Medical Family Therapy in Obstetrics and Gynecology

  • Angela Lamson
  • Kenneth Phelps
  • Ashley Jones
  • Rebecca Bagley
Chapter
Part of the Focused Issues in Family Therapy book series (FIFT)

Abstract

The combined disciplines of obstetrics and gynecology (Ob-Gyn) are committed to the reproductive physiology of women’s health throughout the lifespan and include an integration of medical and surgical care. Ob-Gyn providers attend to the social, physiological, environmental, and genetic factors that influence or exacerbate health conditions in women. As such, Ob-Gyns’ expertise in and attention to diverse factors that influence the physical health of women makes medical family therapists (MedFTs) a logical partner for integrated behavioral healthcare (IBHC). Both disciplines train providers to recognize and care for the unique biopsychosocial-spiritual (BPSS) health needs (Engel, 1977, 1980; Wright, Watson & Bell, 1996) of each patient over the lifespan and in the context of her family system. Furthermore, both disciplines include training in their respective areas across prevention, health education, assessment, diagnostics, and intervention.

Notes

Glossary of Important Terms for Care in Obstetrics and Gynecology

Breech presentation

When the fetus is positioned inside the uterus in a manner whereby its feet or buttocks would—without intervention—deliver first (instead of the head).

C-section (Cesarean birth)

A surgical delivery of a baby through incisions made in the abdomen and uterus.

Cervix

The opening to the uterus, located at the top of the vagina.

D&C (dilation and curettage)

A surgical procedure for removal of tissue from inside the uterus by opening the cervix and inserting an instrument into the uterus.

Ectopic pregnancy

Also known as a mislocated pregnancy; symptoms include unexpected vaginal bleeding and cramping. The fetus may grow enough to rupture the fallopian tube (typically after about 6–8 weeks), whereby a woman usually feels severe pain in her lower abdomen. If the tube ruptures later (after about 12–16 weeks), the risk of death for the woman is increased because the fetus and placenta are larger and lead to an increased loss of blood. In most women, the fetus and placenta from an ectopic pregnancy must be surgically removed.

* **Data extract**:
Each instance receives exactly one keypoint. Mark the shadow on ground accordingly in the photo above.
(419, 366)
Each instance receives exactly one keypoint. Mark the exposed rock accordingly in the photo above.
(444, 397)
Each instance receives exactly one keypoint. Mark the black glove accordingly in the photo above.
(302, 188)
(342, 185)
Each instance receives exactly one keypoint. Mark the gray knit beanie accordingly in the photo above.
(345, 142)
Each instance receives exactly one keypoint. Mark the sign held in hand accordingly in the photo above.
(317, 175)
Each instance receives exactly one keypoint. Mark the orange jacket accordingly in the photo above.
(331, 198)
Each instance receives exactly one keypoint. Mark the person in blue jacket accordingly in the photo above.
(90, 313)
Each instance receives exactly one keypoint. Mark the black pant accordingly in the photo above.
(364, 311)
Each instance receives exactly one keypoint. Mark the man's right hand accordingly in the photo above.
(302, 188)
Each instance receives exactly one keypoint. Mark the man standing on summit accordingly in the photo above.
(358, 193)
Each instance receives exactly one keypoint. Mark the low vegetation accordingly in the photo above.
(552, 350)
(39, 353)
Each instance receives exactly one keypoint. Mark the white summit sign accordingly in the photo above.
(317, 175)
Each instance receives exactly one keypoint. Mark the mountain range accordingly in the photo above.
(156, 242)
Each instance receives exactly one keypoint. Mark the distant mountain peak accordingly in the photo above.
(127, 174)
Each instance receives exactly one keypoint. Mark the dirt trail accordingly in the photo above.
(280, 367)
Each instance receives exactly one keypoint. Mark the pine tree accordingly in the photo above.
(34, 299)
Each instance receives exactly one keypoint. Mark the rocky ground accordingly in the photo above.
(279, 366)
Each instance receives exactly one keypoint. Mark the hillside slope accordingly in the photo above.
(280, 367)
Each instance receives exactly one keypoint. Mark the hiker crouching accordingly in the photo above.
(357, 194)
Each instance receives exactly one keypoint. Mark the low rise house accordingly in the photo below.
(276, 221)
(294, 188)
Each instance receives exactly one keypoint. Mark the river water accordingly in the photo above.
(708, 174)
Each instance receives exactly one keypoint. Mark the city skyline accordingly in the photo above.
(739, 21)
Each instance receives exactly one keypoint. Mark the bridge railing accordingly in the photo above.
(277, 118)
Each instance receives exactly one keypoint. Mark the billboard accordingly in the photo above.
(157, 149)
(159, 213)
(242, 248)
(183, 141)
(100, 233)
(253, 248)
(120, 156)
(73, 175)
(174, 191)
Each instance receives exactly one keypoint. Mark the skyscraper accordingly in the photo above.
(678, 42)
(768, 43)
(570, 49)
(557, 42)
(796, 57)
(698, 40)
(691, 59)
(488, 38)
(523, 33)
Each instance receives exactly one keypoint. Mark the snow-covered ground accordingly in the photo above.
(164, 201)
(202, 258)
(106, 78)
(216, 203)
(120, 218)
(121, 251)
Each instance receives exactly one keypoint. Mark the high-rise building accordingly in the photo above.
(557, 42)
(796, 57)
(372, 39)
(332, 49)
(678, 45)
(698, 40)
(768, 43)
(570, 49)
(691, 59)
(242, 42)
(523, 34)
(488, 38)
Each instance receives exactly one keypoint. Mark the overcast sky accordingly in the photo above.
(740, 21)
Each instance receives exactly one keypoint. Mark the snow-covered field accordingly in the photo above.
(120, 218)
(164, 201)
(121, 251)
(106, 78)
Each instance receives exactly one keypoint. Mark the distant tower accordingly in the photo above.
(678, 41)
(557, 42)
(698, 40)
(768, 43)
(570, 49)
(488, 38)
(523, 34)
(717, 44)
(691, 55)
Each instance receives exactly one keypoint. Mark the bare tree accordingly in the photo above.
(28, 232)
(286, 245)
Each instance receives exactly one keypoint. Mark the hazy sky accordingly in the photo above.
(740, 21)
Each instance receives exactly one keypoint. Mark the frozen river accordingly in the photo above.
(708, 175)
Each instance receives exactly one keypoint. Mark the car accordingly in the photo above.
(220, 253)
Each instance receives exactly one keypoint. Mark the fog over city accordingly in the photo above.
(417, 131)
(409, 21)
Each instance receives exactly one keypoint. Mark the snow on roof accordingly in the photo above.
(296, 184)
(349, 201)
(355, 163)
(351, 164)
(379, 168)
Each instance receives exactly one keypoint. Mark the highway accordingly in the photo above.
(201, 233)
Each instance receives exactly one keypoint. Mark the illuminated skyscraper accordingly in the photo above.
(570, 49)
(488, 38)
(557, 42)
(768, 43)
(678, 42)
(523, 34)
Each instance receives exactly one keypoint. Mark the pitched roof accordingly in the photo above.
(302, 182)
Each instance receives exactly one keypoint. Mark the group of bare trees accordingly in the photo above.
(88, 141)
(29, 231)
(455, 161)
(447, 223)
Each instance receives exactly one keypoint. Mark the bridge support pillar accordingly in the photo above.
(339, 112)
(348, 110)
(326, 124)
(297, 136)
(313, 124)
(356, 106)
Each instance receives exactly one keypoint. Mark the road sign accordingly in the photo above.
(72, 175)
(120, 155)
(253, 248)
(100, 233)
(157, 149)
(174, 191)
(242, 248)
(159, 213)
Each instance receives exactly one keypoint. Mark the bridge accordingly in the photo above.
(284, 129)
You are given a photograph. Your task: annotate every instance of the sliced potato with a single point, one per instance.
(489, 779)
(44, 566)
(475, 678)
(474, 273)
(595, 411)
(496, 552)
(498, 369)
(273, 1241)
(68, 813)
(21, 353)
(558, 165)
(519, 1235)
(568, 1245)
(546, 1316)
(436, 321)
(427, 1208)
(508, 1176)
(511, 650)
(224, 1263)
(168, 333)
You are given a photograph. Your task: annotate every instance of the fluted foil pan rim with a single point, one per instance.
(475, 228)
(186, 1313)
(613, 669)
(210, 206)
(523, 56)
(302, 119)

* **Work to complete**:
**1.** According to the Ob-Gyn glossary, why does the risk of death increase when the fallopian tube ruptures after about 12–16 weeks of an ectopic pregnancy? Answer in one to three sentences.
**2.** In the Ob-Gyn glossary, where is the cervix located?
**3.** Continue the Ob-Gyn glossary from its last line.

* **Your responses**:
**1.** A rupture that late carries greater risk because the fetus and placenta are larger by then. Their larger size leads to an increased loss of blood.

**2.** It is located at the top of the vagina.

**3.**
Hysterectomy

A surgery for removal of the uterus. It is termed a “total hysterectomy” if the cervix is removed with the uterus.

Placenta previa

A condition that occurs in about one in every 200 deliveries; it refers to when the placenta is mostly or completely covering the cervix, in the lower (rather than upper) part of the uterus. Placenta previa can cause painless bleeding from the vagina that suddenly begins late in pregnancy necessitating emergent delivery. It is a risk for maternal and fetal death due to blood loss.

Preeclampsia

An illness that occurs in pregnancy or after delivery where a woman has high blood pressure and symptoms of organ injury or dysfunction. Some of these symptoms include an abnormal amount of protein found in the urine, abnormal liver or kidney function, vision changes, decreased number of platelets, upper abdominal pain, fluid found in the lungs, and severe headache. (note: Eclampsia is an extension of preeclampsia, resulting in maternal seizures.)

Preterm delivery

When a baby is born before week 37 of the pregnancy.

Preterm labor

Also called premature labor; it refers to when uterine contractions occur before 37 weeks of pregnancy.

Previable delivery

A delivery prior to 23 weeks (22 weeks in some facilities).

Sexually transmitted infections/diseases (STI/D)

Some women may not know that they are carrying an STI /D; this becomes an even more of complicated issue during pregnancy or at the time of delivery. Some STI /Ds are more dangerous for the fetus than others, especially when considering vaginal deliveries. Some hospitals are using rapid human immunodeficiency virus (HIV) testing during labor and delivery for pregnant women who were not tested previously during pregnancy. If a woman is found to be HIV-infected, providers are then able to begin antiretroviral therapy immediately to prevent perinatal transmission.

Thromboembolic disease

In the United States, thromboembolic disease is the leading cause of death in pregnant women. It occurs when blood clots form in blood vessels that travel through the woman’s bloodstream and block an artery. This disease most commonly occurs 6–8 weeks after delivery. The risk is much greater after a cesarean section than after vaginal delivery.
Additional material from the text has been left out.